— Excerpt to read —
· · · · ·

Microsoft has said users will be asked permission before any information is passed to its staff, and the bug-reporting tool can also be turned off. In any case, this isn’t a threat large enough to engage the various Internet privacy watchdogs. It just gives you that creepy little feeling of vulnerability in an already-invasive corporate culture.

Depending on how frequently XP and IE 5 crash — and unfortunately, most companies who choose to upgrade won’t know the answer to that question until it’s already too late — Microsoft now finds itself in the position of many IT managers. With almost every technological glitch comes at least a small moment of embarrassment. IT managers routinely field calls from users whose screens have frozen in the middle of a personal e-mail message, for example, requiring the sort of diplomacy that few others in an enterprise need to consider. Many will assume a poker-faced expression as though they don’t see that you’ve been shut down when you were using office time to write about problems in your love life, or were forwarding a particularly tasteless fart joke. Others will chuckle along indulgently, aware of the power they hold over our dignity and reputations.

The humiliation need not involve the disclosure of personal information. All it takes is an IT snafu that demonstrates the user’s complete ignorance of the hardware and applications they use every day. My favorite help-desk story concerns the user who called for technical assistance when she couldn’t get her “coaster” (a.k.a. her CD-ROM drive) to go back in the machine.

· · · · ·

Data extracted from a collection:
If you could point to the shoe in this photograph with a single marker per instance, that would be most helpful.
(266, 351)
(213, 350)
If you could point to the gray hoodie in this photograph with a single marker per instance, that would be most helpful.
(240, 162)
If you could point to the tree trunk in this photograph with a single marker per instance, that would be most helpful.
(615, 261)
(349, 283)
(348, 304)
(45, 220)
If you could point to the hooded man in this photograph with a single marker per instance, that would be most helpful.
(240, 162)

· · · · ·

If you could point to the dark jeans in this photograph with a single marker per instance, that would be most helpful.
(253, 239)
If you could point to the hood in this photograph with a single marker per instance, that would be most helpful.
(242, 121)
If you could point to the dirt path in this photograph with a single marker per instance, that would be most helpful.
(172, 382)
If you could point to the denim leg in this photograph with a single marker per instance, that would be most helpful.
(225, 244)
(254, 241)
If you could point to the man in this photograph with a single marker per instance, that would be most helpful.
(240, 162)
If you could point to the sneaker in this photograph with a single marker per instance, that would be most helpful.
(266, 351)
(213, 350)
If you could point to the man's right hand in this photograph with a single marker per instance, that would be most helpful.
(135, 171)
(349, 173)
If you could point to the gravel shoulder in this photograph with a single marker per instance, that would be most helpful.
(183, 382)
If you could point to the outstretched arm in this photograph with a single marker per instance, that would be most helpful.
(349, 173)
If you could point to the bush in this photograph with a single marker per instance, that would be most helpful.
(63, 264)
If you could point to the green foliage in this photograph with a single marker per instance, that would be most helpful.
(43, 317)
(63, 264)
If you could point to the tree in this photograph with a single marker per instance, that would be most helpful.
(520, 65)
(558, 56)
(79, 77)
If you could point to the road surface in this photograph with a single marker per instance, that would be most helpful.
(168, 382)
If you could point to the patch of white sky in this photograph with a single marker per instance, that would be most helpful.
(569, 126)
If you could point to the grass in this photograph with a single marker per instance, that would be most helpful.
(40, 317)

· · · · ·

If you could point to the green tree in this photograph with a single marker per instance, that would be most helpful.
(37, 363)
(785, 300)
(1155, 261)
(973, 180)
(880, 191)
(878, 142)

· · · · ·

— Exercise set —
1. Answer these questions about the text on Microsoft's bug-reporting tool and IT help desks:
(a) What has Microsoft said users will be asked before any information goes to its staff?
(b) Which two Microsoft products does the text mention in connection with how often they crash?
(c) In the favorite help-desk story, what did the caller call her CD-ROM drive?
2. Pick up the text on Microsoft's bug-reporting tool and IT help desks after its last sentence and keep writing.

— Results —
1.
(a) Users will be asked for permission.
(b) XP and IE 5.
(c) Her "coaster."

2.
In this sense, IT managers are like the archetypal hairdressers who hear the problems of their clientele: they know our secrets. But unlike hairdressers, they often learn about them without our consent — or more precisely, they learn them only after we are forced to tell them. This has much to do with why IT managers get a bad rap in many organizations, beyond the frustration that bubbles up when technical failures keep people from doing their jobs. We resent our dependency on IT staff, and we hate that they often see us only in our moments of weakness — downloading a video game, printing off resumes or spilling soft drinks on our keyboards.

That Microsoft could become privy to our personal information might actually improve IT manager-user relations. With IT managers, there is at least an outside chance a secret will be kept. But how long before Microsoft puts this data into a CRM application and develops even more sophisticated smart tags in XP? Bug reports may bounce back with helpful links to Microsoft-approved marriage counselors, for example, or a Web portal specializing in even funnier fart jokes.

For a society so hooked on IT, we haven’t yet found a great way to handle the “personal” in personal computing. Maybe it will take the threat of Microsoft’s prying eyes to keep us on our toes.